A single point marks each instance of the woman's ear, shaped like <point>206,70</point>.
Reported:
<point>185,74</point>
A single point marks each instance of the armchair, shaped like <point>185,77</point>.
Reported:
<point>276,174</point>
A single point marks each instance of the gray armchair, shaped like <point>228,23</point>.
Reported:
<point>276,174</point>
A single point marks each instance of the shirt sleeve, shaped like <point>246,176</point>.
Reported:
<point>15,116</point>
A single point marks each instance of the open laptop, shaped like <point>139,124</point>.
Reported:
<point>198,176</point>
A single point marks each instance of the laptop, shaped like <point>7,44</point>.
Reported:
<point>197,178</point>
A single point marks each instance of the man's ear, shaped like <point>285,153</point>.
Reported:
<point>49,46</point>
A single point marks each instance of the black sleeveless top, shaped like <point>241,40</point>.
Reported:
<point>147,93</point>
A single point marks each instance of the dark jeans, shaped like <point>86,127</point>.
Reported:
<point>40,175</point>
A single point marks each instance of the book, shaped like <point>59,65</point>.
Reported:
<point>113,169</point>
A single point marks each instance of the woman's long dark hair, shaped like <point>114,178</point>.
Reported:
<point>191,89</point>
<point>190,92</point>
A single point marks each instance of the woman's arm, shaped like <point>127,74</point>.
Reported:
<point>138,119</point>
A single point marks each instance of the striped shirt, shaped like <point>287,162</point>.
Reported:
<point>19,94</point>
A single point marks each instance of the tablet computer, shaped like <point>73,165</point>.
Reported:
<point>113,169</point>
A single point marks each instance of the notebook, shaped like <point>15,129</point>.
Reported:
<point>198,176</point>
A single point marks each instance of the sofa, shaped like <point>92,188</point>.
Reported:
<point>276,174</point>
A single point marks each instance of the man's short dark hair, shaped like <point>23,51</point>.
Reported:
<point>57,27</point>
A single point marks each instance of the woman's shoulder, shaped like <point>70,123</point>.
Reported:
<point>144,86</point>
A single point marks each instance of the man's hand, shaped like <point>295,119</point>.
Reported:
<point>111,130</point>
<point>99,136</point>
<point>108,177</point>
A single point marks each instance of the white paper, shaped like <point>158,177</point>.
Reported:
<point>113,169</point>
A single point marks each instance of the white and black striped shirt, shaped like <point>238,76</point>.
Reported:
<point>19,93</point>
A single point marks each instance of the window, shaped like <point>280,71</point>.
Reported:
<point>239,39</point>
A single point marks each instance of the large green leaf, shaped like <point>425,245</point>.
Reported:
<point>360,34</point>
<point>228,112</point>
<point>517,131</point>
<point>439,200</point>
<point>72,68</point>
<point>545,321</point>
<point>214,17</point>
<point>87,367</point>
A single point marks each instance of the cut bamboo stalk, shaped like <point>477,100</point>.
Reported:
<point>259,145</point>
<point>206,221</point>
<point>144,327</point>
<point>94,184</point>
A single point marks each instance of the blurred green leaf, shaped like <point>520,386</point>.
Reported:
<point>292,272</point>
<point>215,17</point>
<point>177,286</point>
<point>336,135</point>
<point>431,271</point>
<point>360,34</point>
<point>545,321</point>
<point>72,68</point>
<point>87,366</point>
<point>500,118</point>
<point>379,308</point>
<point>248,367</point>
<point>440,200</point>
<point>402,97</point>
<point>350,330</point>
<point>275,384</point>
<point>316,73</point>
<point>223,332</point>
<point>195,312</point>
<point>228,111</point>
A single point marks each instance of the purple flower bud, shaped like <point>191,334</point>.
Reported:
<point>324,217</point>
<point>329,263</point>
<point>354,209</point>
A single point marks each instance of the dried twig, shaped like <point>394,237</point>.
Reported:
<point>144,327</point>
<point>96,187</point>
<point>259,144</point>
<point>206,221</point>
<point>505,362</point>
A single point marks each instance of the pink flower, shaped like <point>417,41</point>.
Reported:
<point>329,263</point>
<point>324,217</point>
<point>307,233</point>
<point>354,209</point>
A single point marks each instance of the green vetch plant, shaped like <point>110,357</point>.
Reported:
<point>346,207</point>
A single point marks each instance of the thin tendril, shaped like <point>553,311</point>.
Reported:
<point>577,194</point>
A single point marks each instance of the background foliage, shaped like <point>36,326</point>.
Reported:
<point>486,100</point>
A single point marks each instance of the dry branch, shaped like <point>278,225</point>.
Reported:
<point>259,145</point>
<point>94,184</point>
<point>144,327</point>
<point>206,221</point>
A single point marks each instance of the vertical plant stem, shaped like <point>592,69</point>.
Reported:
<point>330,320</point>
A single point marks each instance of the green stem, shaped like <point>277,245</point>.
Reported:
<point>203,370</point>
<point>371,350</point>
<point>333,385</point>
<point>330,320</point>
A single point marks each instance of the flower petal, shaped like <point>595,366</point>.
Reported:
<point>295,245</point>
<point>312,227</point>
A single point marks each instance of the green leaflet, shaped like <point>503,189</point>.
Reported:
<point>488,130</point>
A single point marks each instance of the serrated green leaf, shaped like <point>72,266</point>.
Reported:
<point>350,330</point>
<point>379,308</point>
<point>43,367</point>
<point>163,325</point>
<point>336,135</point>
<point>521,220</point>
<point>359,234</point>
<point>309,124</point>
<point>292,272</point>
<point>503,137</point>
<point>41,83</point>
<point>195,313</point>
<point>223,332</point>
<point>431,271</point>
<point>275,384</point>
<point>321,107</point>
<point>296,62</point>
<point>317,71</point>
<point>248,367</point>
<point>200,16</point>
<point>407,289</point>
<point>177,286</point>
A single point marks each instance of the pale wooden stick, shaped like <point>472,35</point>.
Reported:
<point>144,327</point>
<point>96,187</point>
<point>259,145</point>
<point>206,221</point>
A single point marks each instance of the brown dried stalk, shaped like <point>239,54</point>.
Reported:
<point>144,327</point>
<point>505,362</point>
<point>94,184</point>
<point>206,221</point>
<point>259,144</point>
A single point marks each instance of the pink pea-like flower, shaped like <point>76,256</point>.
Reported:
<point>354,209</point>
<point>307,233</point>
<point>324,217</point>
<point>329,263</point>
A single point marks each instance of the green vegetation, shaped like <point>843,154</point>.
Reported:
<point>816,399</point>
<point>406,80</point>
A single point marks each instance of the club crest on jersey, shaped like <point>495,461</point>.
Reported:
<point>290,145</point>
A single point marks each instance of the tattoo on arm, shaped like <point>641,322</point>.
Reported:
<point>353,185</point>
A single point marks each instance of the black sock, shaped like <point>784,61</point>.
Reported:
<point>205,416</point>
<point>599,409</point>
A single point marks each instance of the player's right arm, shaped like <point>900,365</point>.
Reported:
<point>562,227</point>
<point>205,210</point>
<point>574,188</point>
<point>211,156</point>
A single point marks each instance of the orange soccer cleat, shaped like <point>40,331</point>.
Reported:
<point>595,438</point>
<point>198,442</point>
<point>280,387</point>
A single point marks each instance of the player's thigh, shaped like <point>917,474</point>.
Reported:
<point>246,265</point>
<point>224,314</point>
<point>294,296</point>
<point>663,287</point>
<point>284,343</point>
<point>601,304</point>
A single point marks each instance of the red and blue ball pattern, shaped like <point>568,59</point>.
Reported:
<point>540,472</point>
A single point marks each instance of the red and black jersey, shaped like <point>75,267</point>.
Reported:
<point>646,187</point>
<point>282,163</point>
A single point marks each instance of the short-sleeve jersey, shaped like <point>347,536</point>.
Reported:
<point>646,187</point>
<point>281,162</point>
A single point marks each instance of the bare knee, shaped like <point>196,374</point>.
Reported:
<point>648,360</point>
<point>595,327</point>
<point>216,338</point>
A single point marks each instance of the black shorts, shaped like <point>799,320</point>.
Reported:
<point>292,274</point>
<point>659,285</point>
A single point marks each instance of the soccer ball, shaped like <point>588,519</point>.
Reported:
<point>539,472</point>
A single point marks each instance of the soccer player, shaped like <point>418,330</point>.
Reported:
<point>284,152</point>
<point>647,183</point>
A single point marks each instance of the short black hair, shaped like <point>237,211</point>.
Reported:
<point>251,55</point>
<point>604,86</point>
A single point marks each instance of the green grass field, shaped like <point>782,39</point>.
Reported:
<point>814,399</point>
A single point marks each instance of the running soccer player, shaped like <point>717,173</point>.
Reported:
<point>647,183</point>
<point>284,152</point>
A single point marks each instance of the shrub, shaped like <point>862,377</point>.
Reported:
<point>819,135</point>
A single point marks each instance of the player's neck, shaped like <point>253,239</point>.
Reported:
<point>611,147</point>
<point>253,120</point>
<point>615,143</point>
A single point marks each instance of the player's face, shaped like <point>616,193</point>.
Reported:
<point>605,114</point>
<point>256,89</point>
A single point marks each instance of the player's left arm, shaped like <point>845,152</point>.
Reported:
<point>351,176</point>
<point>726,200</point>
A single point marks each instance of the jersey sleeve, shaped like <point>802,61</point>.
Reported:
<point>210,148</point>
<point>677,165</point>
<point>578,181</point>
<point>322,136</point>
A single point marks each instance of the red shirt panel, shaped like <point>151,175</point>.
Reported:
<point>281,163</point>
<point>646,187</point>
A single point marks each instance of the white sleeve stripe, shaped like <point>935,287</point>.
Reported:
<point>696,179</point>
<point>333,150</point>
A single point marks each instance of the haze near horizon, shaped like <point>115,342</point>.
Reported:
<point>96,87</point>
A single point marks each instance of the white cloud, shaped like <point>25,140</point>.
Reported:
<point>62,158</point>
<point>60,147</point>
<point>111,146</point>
──────────────────────────────
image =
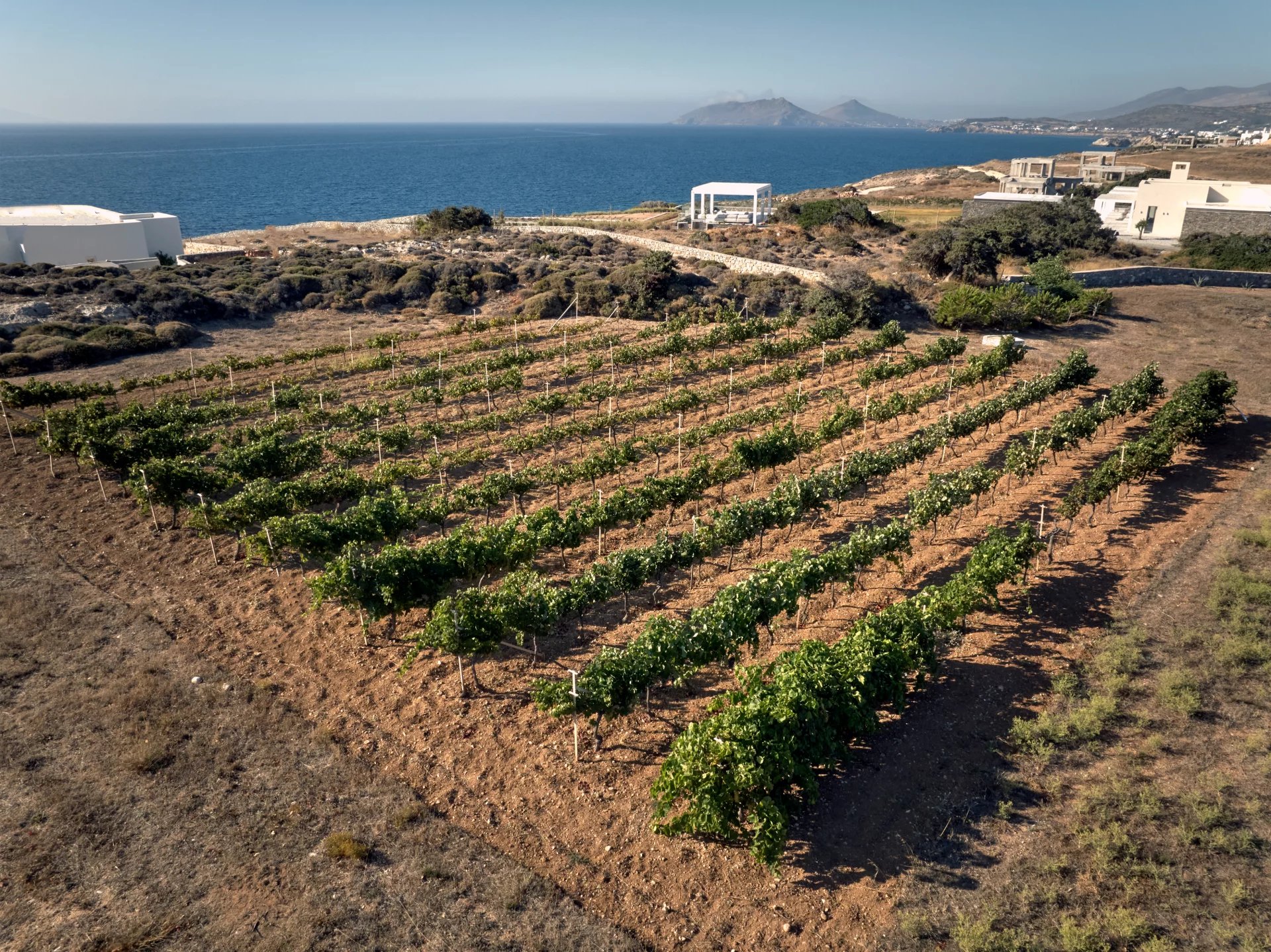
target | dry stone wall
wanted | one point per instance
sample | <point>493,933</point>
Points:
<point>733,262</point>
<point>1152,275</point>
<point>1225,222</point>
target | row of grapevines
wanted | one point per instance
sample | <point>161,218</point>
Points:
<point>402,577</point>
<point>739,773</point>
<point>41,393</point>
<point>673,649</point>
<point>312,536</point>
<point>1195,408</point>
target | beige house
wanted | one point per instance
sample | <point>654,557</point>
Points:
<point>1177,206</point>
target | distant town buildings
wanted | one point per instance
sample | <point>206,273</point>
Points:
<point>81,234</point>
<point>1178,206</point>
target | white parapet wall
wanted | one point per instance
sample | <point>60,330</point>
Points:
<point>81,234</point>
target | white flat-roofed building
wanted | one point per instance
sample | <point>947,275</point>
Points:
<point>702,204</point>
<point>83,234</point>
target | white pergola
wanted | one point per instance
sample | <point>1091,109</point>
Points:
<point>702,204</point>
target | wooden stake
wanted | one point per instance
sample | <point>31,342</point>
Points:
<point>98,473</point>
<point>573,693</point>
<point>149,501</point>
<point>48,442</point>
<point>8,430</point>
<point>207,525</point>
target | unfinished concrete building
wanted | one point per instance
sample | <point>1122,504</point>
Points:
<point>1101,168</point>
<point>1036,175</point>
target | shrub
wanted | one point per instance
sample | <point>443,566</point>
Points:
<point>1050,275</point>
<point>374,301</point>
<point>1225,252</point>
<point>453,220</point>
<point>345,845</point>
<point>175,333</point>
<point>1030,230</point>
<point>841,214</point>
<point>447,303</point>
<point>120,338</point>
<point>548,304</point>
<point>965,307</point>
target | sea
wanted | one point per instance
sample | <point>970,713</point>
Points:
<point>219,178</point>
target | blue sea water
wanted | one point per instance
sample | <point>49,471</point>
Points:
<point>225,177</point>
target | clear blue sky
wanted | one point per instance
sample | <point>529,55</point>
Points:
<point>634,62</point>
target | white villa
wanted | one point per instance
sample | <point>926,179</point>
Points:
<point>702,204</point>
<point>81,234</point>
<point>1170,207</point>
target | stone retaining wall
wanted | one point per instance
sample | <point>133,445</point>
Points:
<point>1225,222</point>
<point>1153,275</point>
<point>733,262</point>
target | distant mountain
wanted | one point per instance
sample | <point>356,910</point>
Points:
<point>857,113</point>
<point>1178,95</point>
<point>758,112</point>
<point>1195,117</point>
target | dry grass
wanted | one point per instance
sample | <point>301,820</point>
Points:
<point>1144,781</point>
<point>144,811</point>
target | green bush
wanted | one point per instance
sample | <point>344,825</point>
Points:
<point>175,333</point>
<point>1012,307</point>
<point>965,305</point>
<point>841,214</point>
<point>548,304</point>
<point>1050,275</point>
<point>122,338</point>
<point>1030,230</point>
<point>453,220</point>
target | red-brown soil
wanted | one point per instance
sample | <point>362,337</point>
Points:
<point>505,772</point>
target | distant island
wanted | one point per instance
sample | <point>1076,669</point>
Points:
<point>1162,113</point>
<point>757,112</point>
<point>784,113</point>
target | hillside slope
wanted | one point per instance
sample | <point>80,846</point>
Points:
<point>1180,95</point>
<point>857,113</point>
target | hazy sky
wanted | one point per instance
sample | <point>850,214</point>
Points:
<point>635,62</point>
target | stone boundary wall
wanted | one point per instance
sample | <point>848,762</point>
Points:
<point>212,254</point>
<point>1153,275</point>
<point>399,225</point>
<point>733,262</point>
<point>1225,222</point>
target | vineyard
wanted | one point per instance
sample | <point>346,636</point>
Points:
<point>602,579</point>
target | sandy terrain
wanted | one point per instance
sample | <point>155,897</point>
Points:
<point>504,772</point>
──────────────────────────────
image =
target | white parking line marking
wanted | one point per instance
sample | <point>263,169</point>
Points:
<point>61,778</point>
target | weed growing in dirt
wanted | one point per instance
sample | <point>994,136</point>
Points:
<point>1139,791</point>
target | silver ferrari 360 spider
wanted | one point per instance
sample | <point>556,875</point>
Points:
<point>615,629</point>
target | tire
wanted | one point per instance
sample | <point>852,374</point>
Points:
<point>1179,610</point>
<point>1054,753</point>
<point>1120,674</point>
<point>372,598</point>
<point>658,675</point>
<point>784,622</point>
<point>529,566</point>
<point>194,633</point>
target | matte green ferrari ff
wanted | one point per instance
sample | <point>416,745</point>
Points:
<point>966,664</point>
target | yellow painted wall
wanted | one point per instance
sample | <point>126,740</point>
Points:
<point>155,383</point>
──────────────────────────────
Output the lines of the material above, from the one containing "A single point marks each instance of the short black" through the one containing "<point>111,146</point>", inclusive, as a Markdown table with the columns Number and Entry. Number the rows in order and leave out blank lines.

| Number | Entry |
|---|---|
| 1 | A single point marks each instance of the short black hair, shaped like <point>237,211</point>. |
| 2 | Reported: |
| 3 | <point>251,55</point> |
| 4 | <point>604,86</point> |
| 5 | A single point marks each instance of the green grass field, shaped like <point>782,39</point>. |
| 6 | Reported: |
| 7 | <point>814,399</point> |
| 8 | A single point marks each instance of the running soccer player, shaped like <point>717,173</point>. |
| 9 | Reported: |
| 10 | <point>647,183</point> |
| 11 | <point>284,152</point> |
| 12 | A single point marks each instance of the shrub, shaped like <point>862,377</point>. |
| 13 | Reported: |
| 14 | <point>819,135</point> |
| 15 | A single point marks each instance of the player's neck, shaped like <point>253,239</point>. |
| 16 | Reported: |
| 17 | <point>611,147</point> |
| 18 | <point>253,120</point> |
| 19 | <point>615,143</point> |
| 20 | A single point marks each instance of the player's face, shaped like <point>616,193</point>. |
| 21 | Reported: |
| 22 | <point>605,114</point> |
| 23 | <point>256,89</point> |
| 24 | A single point marks each instance of the player's left arm, shaped like <point>845,152</point>. |
| 25 | Reported: |
| 26 | <point>351,176</point> |
| 27 | <point>726,200</point> |
| 28 | A single point marks each instance of the jersey sleeve, shaped like <point>802,61</point>. |
| 29 | Reported: |
| 30 | <point>210,148</point> |
| 31 | <point>677,165</point> |
| 32 | <point>578,181</point> |
| 33 | <point>322,136</point> |
| 34 | A single point marks each instance of the red shirt panel, shaped like <point>151,175</point>. |
| 35 | Reported: |
| 36 | <point>281,163</point> |
| 37 | <point>646,187</point> |
| 38 | A single point marks each instance of the white sleeve stripe, shaped like <point>935,287</point>. |
| 39 | Reported: |
| 40 | <point>696,179</point> |
| 41 | <point>333,150</point> |
| 42 | A single point marks each instance of the haze near horizon, shaped like <point>115,342</point>. |
| 43 | Reported: |
| 44 | <point>96,87</point> |
| 45 | A single point marks each instance of the white cloud, shaped like <point>25,140</point>. |
| 46 | Reported: |
| 47 | <point>62,158</point> |
| 48 | <point>60,147</point> |
| 49 | <point>111,146</point> |